EXERCISE DATA section start
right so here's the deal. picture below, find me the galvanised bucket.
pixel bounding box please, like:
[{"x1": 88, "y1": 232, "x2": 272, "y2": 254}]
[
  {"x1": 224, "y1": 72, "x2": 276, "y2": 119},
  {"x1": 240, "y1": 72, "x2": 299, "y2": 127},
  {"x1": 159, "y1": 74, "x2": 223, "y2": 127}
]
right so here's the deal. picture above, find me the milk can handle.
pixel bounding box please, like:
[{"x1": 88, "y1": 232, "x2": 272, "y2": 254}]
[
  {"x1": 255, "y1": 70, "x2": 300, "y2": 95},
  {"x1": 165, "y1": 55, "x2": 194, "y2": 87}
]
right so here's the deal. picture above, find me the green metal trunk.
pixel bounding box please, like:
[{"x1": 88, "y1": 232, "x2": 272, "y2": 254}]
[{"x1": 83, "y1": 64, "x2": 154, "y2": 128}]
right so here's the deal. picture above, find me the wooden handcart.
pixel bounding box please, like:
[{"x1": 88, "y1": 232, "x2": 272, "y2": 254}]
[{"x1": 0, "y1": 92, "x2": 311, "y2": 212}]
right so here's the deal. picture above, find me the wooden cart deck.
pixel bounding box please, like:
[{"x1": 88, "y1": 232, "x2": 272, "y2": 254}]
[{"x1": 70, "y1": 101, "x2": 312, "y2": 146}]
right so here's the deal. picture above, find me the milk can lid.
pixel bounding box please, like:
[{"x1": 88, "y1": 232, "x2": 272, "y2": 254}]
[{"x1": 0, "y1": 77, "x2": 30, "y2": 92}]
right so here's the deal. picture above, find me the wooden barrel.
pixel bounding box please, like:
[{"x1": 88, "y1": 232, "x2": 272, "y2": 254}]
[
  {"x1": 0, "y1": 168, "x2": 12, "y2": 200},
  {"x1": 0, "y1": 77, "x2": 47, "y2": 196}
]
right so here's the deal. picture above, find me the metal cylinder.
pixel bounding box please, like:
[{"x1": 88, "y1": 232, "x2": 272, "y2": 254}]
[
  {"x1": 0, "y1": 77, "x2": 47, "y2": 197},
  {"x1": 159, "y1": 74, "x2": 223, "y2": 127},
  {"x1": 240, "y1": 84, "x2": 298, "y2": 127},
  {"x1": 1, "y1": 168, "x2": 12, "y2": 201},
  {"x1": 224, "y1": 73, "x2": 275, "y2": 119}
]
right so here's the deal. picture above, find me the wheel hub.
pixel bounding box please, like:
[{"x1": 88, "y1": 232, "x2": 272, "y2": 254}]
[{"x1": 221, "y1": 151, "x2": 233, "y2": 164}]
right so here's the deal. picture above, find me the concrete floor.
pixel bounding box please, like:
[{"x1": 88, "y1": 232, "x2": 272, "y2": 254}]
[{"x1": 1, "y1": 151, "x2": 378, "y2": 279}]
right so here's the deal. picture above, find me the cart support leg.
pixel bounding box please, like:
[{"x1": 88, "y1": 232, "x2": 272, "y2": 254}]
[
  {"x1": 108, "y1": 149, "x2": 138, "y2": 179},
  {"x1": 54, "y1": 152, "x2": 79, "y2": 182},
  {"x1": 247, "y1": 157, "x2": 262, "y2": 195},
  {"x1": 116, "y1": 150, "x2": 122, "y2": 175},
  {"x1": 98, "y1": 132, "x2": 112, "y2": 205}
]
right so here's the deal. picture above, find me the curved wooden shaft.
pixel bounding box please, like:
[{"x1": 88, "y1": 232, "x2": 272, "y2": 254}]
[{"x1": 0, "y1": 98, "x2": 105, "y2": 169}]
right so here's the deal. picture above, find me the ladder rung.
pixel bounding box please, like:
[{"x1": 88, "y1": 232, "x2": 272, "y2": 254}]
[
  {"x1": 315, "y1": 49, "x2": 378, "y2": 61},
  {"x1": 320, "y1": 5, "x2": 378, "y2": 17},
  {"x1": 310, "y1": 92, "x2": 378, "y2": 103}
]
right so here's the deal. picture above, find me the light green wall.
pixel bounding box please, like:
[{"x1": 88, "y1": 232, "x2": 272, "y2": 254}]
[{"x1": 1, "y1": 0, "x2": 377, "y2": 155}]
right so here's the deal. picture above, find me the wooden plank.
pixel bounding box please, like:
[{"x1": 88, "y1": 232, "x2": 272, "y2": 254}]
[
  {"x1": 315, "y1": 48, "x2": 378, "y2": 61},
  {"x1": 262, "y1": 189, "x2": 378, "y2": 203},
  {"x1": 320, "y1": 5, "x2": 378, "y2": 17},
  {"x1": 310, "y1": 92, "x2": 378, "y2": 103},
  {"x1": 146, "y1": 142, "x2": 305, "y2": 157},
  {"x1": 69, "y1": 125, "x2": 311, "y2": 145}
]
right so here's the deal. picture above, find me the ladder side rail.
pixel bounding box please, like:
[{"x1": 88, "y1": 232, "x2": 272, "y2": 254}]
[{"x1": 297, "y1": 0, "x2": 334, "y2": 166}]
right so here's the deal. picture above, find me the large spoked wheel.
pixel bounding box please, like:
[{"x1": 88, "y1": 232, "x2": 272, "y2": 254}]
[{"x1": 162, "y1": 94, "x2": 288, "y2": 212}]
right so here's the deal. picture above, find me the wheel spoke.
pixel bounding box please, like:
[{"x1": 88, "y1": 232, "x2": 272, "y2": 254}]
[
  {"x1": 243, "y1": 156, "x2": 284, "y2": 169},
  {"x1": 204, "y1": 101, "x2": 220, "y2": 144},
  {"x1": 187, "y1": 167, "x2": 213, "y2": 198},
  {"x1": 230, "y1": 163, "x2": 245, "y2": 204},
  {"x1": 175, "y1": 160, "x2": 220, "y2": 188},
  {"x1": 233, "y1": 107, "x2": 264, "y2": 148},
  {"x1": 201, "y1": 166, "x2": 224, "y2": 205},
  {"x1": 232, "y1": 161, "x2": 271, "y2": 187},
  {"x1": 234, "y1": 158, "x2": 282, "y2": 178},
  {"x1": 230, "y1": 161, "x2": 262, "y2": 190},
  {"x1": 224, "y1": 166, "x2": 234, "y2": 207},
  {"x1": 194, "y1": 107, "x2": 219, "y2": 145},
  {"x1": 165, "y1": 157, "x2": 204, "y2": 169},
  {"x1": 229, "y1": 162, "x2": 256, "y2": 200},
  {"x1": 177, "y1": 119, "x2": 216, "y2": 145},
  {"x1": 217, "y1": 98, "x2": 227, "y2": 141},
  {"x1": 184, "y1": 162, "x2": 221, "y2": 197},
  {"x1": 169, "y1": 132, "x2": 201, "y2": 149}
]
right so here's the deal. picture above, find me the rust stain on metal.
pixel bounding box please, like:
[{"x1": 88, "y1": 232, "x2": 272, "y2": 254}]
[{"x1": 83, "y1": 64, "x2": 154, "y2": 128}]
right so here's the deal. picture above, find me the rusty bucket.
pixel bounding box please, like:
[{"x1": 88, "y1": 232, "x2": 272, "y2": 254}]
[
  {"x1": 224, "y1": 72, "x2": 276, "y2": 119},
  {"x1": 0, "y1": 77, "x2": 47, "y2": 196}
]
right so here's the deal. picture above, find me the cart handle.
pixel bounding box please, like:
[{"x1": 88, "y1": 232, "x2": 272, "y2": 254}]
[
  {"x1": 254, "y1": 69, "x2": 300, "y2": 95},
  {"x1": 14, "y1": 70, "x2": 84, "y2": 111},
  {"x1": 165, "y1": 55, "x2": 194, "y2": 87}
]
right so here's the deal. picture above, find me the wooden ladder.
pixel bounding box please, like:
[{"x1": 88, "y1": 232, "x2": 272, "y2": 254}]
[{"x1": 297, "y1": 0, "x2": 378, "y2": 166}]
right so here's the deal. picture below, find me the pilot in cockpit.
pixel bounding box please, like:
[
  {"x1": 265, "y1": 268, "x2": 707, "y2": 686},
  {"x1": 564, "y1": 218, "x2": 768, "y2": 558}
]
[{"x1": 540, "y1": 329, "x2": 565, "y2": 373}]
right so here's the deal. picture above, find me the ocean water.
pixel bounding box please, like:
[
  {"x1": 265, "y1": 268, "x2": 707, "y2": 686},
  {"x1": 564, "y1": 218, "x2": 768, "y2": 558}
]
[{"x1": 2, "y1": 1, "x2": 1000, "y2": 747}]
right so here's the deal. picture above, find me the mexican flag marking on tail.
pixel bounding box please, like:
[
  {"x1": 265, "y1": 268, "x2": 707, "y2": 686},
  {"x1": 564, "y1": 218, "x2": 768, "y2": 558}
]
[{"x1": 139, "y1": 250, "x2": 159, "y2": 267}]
EXERCISE DATA section end
EXERCISE DESCRIPTION:
Out of the preceding entries, pull each line that contains the word "below".

RESULT OF THE EXERCISE:
right so here's the deal. picture below, find me the galvanised bucket.
right so here's the deal. picture below, find me the pilot in cockpit.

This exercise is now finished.